• [Actions to take]
(A) From the text below about Homo floresiensis and oral tradition, list each trait it says trolls are generally described as having.
(B) Extract word for word the part of the text below about Homo floresiensis and oral tradition that opens with the words containing "Old Norse stories" and closes with "heart and eyes.".
(C) Continue the text below about Homo floresiensis and oral tradition from the point where it stops.

Selected text Start Marker

But we still don’t know for certain when Homo floresiensis went extinct. There may be remains that are much more recent than 50,000 years ago. Locals mostly say there are no ebu gogo left but that they were still around about a century ago. I don’t know how long historical elements can persist in an oral tradition without becoming distorted. As we discussed in episode 17, about Thunderbird, oral history is easily lost if the culture is disrupted by invasion, disease, war, or other major episodes. But some stories are tougher than others, and those that are less history and more entertainment—although they may contain warnings too—can be very, very old.

Researchers have traced some traditional folktales, like Rumpelstiltskin, back some 4,000 or even 6,000 years, although not without controversy. But while Rumpelstiltskin is usually described as a small person, no one’s suggesting that story is about real events. It’s the juxtaposition of the Flores discoveries of small skeletons and the oral tradition or small people living on the island that got researchers excited. And as it happens, there is an oral tradition many miles and many cultures away from Flores that might be something similar.

Old Norse stories about trolls date back thousands of years. The trolls vary in appearance and sometimes have a lot of overlap with other monsters, but generally are described as big and strong, not very smart, often placid unless provoked, and usually evil, or at least godless. Sometimes they capture humans who outwit them to escape. In one story, a man named Esbern Snare wanted to marry a woman, but her father would only agree to the marriage if Esbern would build a church. Esbern struck a deal with a troll, who said he would build the church—on one condition. If Esbern couldn’t guess the troll’s name by the time the church was built, the troll would demand as his payment Esbern’s heart and eyes.

Esbern agreed, but he failed to trick the troll into telling him his name. On the final day, in despair Esbern threw himself down on the bank of a river, where he overheard the troll’s wife singing to her baby:

“Hush, hush, baby mine,

Tomorrow comes Finn, father thine,

To bring you Esbern’s heart and eyes

To play with, so now hush your cries.”

Selected text End Marker
Data extracts Start Marker

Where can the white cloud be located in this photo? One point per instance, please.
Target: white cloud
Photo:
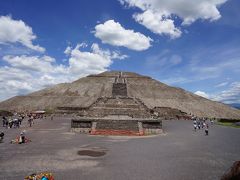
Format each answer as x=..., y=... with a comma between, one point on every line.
x=231, y=95
x=113, y=33
x=221, y=84
x=16, y=31
x=201, y=93
x=158, y=24
x=91, y=62
x=31, y=63
x=159, y=15
x=25, y=73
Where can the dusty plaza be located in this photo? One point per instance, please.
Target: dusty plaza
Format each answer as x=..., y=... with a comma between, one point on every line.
x=178, y=153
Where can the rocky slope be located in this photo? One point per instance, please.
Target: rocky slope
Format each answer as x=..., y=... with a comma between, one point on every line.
x=85, y=91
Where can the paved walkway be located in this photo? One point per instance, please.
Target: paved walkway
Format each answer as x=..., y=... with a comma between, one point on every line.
x=180, y=154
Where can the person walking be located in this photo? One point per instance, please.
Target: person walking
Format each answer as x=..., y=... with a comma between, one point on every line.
x=206, y=130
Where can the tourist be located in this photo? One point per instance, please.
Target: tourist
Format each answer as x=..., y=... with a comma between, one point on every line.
x=195, y=127
x=211, y=121
x=206, y=130
x=22, y=137
x=3, y=120
x=10, y=123
x=6, y=123
x=1, y=136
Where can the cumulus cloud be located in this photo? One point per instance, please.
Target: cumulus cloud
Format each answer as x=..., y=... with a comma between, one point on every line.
x=231, y=95
x=114, y=33
x=26, y=73
x=201, y=93
x=96, y=61
x=16, y=31
x=159, y=15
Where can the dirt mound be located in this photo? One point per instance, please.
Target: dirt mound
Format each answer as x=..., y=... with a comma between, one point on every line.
x=152, y=93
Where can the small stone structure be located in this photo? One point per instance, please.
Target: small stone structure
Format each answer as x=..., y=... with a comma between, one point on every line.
x=115, y=115
x=105, y=126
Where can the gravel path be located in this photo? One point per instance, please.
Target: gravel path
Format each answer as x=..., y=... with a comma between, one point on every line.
x=178, y=154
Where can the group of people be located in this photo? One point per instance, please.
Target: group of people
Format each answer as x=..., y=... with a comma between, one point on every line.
x=17, y=121
x=201, y=123
x=11, y=123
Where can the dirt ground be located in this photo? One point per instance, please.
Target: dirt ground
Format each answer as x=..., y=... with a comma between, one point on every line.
x=179, y=153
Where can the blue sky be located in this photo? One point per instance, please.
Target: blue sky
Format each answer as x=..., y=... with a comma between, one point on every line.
x=194, y=45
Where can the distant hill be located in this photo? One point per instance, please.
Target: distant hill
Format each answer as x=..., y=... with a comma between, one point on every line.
x=87, y=90
x=235, y=105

Data extracts End Marker

• [Answers per task]
(A)
- big and strong
- not very smart
- often placid unless provoked
- usually evil, or at least godless

(B)
Old Norse stories about trolls date back thousands of years. The trolls vary in appearance and sometimes have a lot of overlap with other monsters, but generally are described as big and strong, not very smart, often placid unless provoked, and usually evil, or at least godless. Sometimes they capture humans who outwit them to escape. In one story, a man named Esbern Snare wanted to marry a woman, but her father would only agree to the marriage if Esbern would build a church. Esbern struck a deal with a troll, who said he would build the church—on one condition. If Esbern couldn’t guess the troll’s name by the time the church was built, the troll would demand as his payment Esbern’s heart and eyes.

(C)
Esbern rushed back to the church and greeted Finn the troll by name. In some version of the story, Finn is so furious that he leaves the church incomplete in some way, usually a missing pillar. For those of you who aren’t familiar with the Rumpelstiltskin story, that’s a variant. Oh, and Esbern Snare was a real person who lived in the twelfth century, although I’m pretty sure he didn’t actually strike any deals with trolls.

But I do wonder if some elements of troll folklore might be derived from memories of Neandertal people. I’m not the first to suggest this, although it is a pretty fringey theory. And in the end, we just don’t have any way to know. But it is interesting to think about.

As you may remember from part one of the humans episode, Homo sapiens evolved roughly 200,000 years ago. But around the same time, or a little earlier, another cousin in our family tree was living in southern Africa. Remains of Homo naledi were only discovered in 2013 by some cavers. Partial skeletons from at least 15 individuals were recovered in one field season, but due to narrow cave passages, the field work had to be done by people of small stature who weren’t claustrophobic, mostly women.

Homo naledi is a mixture of primitive and advanced features. Primitive in this case means more like our ape ancestors, and advanced means more like modern humans. Homo naledi had long legs and feet that looked just like ours, but also had a small brain and fingers that are much more curved than ours—not characteristics that would look out of place a few million years ago, but surprising to discover in our family tree at about the same time that modern humans were evolving.

On the other hand (with curved fingers), evolution doesn’t have an end goal. Homo sapiens is not the pinnacle of creation to which all other living beings aspire. We’re just another animal, just another great ape. If Homo naledi was successful in their environment with a small brain, that’s all that matters from an evolutionary standpoint.

There are lots of remains left in the cave, so many in fact that some researchers are convinced they didn’t get there by accident. It’s possible that the cave was used as a burial pit, maybe even over the course of centuries. Bodies may have been dropped in a deep shaft and were then moved by periodic flooding to the remote chamber where they were found, or they may have been carried to the cave depths and left there.

Homo naledi wasn’t a direct ancestor of Homo sapiens, but they were definitely a kind of human—no matter how small their brains may have been.

You can find Strange Animals Podcast online at strangeanimalspodcast.blubrry.net. That’s blueberry without any E’s. If you have questions, comments, or suggestions for future episodes, email us at strangeanimalspodcast@gmail.com. We also have a Patreon at patreon.com/strangeanimalspodcast if you’d like to support us and get twice-monthly bonus episodes for as little as one dollar a month.

Thanks for listening!

Episode 025: Humans Part I (Neanderthals and Denisovans)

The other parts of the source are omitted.